↓↓↓

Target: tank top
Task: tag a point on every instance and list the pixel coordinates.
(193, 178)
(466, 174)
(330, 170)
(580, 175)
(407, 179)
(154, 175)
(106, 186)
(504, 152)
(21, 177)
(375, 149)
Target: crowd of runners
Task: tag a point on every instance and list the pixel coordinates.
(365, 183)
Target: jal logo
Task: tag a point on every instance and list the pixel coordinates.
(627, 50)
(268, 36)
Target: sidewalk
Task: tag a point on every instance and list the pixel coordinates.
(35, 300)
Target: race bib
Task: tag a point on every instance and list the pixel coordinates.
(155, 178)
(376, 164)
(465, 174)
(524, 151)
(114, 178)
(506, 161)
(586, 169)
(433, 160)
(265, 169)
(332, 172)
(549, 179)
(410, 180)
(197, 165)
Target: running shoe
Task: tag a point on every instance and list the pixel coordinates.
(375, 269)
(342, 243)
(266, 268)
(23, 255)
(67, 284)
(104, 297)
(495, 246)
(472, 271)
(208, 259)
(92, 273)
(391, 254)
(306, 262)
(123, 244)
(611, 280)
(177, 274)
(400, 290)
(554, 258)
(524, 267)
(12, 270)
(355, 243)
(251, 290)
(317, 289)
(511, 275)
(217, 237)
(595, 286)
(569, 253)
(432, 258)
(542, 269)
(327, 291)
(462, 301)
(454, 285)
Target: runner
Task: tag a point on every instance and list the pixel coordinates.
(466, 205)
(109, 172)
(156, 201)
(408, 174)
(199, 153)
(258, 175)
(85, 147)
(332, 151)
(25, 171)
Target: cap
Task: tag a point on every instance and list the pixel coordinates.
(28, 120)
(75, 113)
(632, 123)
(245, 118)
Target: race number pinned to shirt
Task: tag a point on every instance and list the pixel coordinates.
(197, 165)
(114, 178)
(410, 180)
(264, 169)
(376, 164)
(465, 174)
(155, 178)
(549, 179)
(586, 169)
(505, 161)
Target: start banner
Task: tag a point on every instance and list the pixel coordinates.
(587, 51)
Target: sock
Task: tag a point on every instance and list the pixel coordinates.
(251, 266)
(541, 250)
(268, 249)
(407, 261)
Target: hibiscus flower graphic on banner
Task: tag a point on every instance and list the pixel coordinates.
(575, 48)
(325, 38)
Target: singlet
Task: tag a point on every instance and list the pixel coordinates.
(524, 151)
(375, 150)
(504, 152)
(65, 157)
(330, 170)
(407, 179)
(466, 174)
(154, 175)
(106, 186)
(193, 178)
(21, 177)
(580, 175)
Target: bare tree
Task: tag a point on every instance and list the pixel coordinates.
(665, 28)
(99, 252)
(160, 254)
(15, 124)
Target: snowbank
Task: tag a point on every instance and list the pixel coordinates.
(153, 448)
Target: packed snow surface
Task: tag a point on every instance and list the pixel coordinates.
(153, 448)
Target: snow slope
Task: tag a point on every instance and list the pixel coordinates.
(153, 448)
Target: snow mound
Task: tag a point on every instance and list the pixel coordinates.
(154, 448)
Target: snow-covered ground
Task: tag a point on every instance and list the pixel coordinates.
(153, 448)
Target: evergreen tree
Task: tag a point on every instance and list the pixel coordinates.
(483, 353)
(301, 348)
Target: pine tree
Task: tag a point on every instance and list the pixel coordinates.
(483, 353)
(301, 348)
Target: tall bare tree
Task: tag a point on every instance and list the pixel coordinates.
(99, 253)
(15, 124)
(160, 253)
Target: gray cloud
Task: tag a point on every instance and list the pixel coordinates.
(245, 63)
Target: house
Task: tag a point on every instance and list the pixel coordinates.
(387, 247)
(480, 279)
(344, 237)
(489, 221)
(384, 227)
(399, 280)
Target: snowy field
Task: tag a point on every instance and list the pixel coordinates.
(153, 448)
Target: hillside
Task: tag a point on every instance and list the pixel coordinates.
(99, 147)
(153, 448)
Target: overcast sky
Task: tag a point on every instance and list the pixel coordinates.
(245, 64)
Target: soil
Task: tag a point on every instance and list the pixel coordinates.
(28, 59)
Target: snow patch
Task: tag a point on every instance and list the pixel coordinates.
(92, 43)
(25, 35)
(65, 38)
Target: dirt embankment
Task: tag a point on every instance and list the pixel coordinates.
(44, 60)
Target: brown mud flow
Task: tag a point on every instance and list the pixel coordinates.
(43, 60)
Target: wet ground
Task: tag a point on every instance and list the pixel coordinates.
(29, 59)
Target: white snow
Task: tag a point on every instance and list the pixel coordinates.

↑↑↑

Set exercise
Copy the records above exactly as they appear.

Completed exercise
Target: tank top
Task: tag a point on every instance and list the pixel coordinates.
(193, 178)
(466, 174)
(330, 170)
(580, 175)
(407, 179)
(154, 175)
(106, 186)
(504, 152)
(21, 177)
(375, 149)
Target: crowd of runners
Task: tag a point on every instance and list the pixel coordinates.
(365, 183)
Target: jal logo
Task: tag a point on every instance and list the pixel coordinates.
(627, 50)
(268, 36)
Target: sidewalk
Task: tag a point on every instance and list the pixel coordinates.
(35, 300)
Target: race bib
Task: tag a point on every instance and list the pixel coordinates.
(155, 178)
(376, 164)
(465, 174)
(524, 151)
(114, 178)
(506, 161)
(586, 169)
(433, 160)
(265, 169)
(332, 172)
(549, 179)
(410, 180)
(197, 165)
Target: running shoe
Task: tag a point on every instance and list the pixel coordinates.
(375, 269)
(342, 243)
(266, 268)
(23, 255)
(67, 284)
(104, 297)
(495, 246)
(472, 271)
(208, 259)
(92, 273)
(391, 254)
(306, 262)
(123, 244)
(611, 280)
(177, 274)
(400, 290)
(554, 258)
(524, 267)
(12, 270)
(355, 243)
(251, 290)
(317, 289)
(511, 275)
(217, 237)
(595, 286)
(569, 253)
(432, 258)
(542, 269)
(327, 291)
(462, 301)
(454, 285)
Target: runner
Task: tag a point on every instance and list the pixel coordinates.
(466, 205)
(109, 172)
(156, 201)
(408, 174)
(199, 153)
(258, 175)
(85, 147)
(332, 151)
(25, 171)
Target: cap
Task: tag a point on every instance and list the pixel coordinates.
(28, 120)
(75, 113)
(632, 123)
(245, 118)
Target: race number pinned to shirt
Task: tag a point on every instance and list the pixel coordinates.
(197, 165)
(114, 178)
(410, 180)
(264, 169)
(376, 164)
(465, 174)
(155, 178)
(549, 179)
(586, 169)
(505, 161)
Target: start banner
Task: tag a point on every instance and list the pixel coordinates.
(587, 51)
Target: sock
Task: tag a point on every instance and list the pixel coordinates.
(251, 266)
(541, 250)
(268, 249)
(407, 261)
Target: hibiscus flower graphic on banner
Task: tag a point on every instance and list the pixel coordinates.
(575, 48)
(325, 38)
Target: singlet
Task: tag a point on every instance and list the pixel coordinates.
(524, 151)
(375, 150)
(504, 152)
(65, 157)
(330, 170)
(407, 179)
(466, 174)
(154, 175)
(106, 186)
(193, 178)
(21, 177)
(580, 175)
Target: bare tree
Task: tag a point on every instance and list the pixel coordinates.
(665, 28)
(99, 252)
(160, 254)
(15, 124)
Target: snowbank
Task: tag a point on every instance and list the pixel coordinates.
(153, 448)
Target: packed snow surface
Task: tag a point on every instance and list the pixel coordinates.
(153, 448)
Target: snow slope
Task: tag a point on every instance and list the pixel coordinates.
(153, 448)
Target: snow mound
Task: tag a point on every instance and list the pixel coordinates.
(154, 448)
Target: snow-covered ground
Task: tag a point on every instance and list the pixel coordinates.
(153, 448)
Target: evergreen tree
Task: tag a point on every instance and list the pixel coordinates.
(483, 353)
(301, 348)
Target: pine tree
Task: tag a point on every instance and list the pixel coordinates.
(483, 353)
(301, 348)
Target: tall bare tree
Task: tag a point on every instance and list the pixel coordinates.
(99, 253)
(15, 124)
(160, 253)
Target: gray cloud
Task: tag a point on every instance and list the pixel coordinates.
(245, 63)
Target: house
Task: tag a point on every instance and list the pixel coordinates.
(387, 247)
(480, 279)
(344, 237)
(489, 221)
(384, 227)
(399, 280)
Target: snowy field
Task: tag a point on every instance and list the pixel coordinates.
(153, 448)
Target: hillside
Task: tag a point on every instance and list the pixel coordinates.
(99, 147)
(153, 448)
Target: overcast sky
Task: tag a point on every instance and list the pixel coordinates.
(245, 64)
Target: soil
Task: tag a point on every instance and list the pixel coordinates.
(28, 59)
Target: snow patch
Task: tag a point on every instance and list the pixel coordinates.
(92, 43)
(25, 35)
(65, 38)
Target: dirt embankment
Task: tag a point on every instance and list the pixel coordinates.
(44, 60)
Target: brown mud flow
Task: tag a point on every instance and list the pixel coordinates.
(43, 60)
Target: wet ground
Task: tag a point on every instance and list the pixel coordinates.
(29, 59)
Target: white snow
Task: tag a point on every instance and list the pixel coordinates.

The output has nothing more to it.